#### Try it:
The word "boxes" marks the lines to find; copy every such line from the data below.

#### Information given:

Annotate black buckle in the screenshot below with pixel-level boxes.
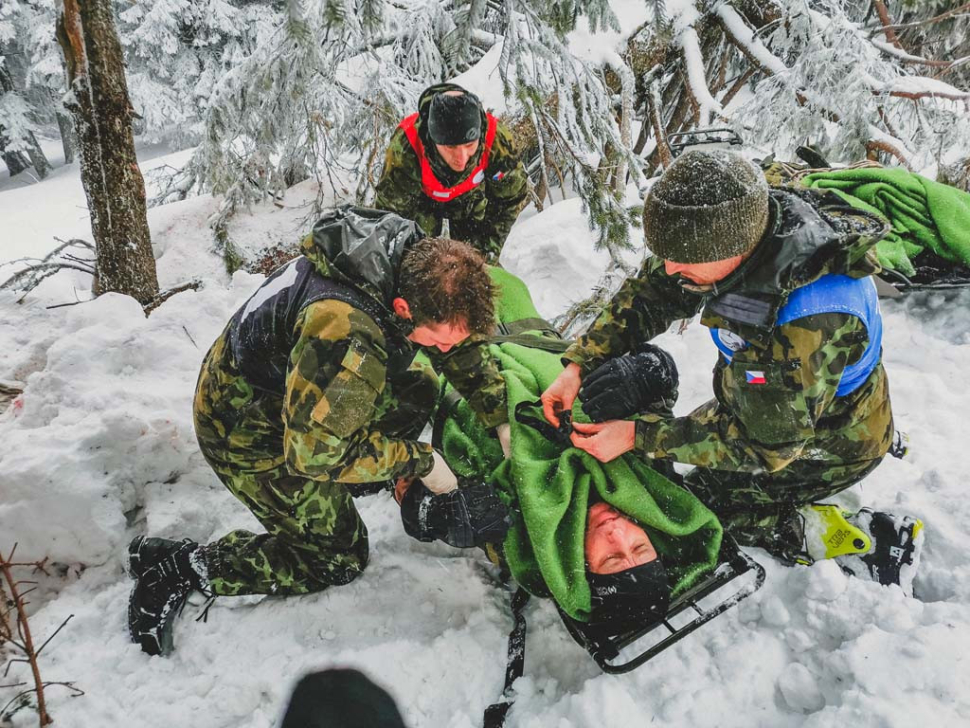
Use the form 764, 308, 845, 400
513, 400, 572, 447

* * *

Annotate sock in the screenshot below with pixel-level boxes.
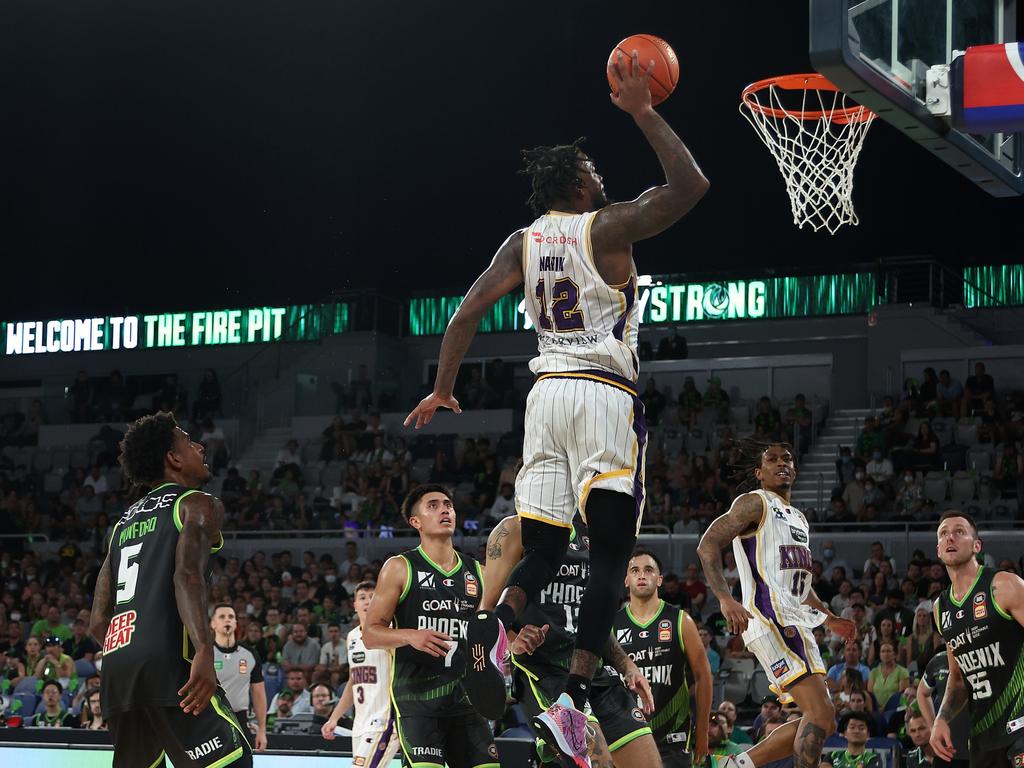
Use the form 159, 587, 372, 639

#### Exercise response:
Annotate black buckle in the screenshot below with pixel-level boxes.
Annotate sock in the screenshot below with pixel-level boxes.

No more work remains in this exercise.